## [Exercise instructions]
In the boxing report below, which broadcaster holds the U.S. broadcast rights for the entire World Boxing Super Series tournament?

## [Study text]
☆ ☆ ☆ ☆
Posted on 10/28/2018
By Jake Donovan
One week after Emmanuel Rodriguez and Yunier Dorticos were both dragged through hell in order to secure well-deserved victories in Orlando, Regis Prograis and Ivan Baranchyk found new ways to take their respective careers to new heights in separate dominant wins Saturday evening in New Orleans.
The boxing world should be talking loud and proud about each of these four boxers, all of whom have advanced to the next round of the latest edition of World Boxing Super Series. Instead, all were forced to ply their trade in front of near-empty venues and with little outside fanfare beyond the sport’s hardcore due to their events playing second fiddle on their own platform.
So continues the struggles of rallying the U.S. boxing audience around the WBSS brand, a sad commentary as the series as a whole deserves a far more resounding response.
Photo Credit: World Boxing Super Series Twitter Account
Whereas its overseas offerings have little difficulty commanding attention, the four stateside shows to date between the WBSS’ two seasons have featured little in the way of full-scale promotion, which has been reflected at the box office and in TV interest. Tournament handlers appeared to have learned from mistakes made in Season One, with this year’s offering featuring six WBSS doubleheaders rather than each bout topping its own card.
It meant a stacked card in Japan to kick off the series, with regional hero and rising bantamweight superstar Naoya Inoue destroying former champ Juan Carlos Payano in barely over a minute. The show aired on Sunday afternoon in Japan, which meant early Sunday morning for stateside viewers who were able to view on DAZN-USA which has picked up the U.S. broadcasts rights for the entire WBSS tournament spanning three weight divisions.
Despite the odd time slot for a typical boxing broadcast airing stateside, the event was able to command attention thanks to a big splash from DAZN USA presenting its first-ever US-based card barely eight hours prior in Chicago. Through cross-promotion came the extra push the event deserved, and fans willing to wake up a little earlier than normal in this corner of the world in order to catch Inoue and Kiryl Relikh (whom bested Eduard Troyanovsky in a 140-pound title defense) advance to the WBSS semifinal round of their respective weight divisions.
☆ ☆ ☆ ☆
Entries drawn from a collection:
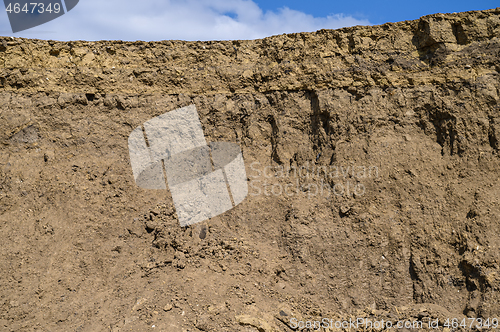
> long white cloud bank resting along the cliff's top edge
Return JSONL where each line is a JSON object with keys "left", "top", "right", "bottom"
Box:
{"left": 0, "top": 0, "right": 370, "bottom": 41}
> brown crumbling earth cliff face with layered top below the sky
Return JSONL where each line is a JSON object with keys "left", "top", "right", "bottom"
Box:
☆ ☆ ☆ ☆
## [Your solution]
DAZN-USA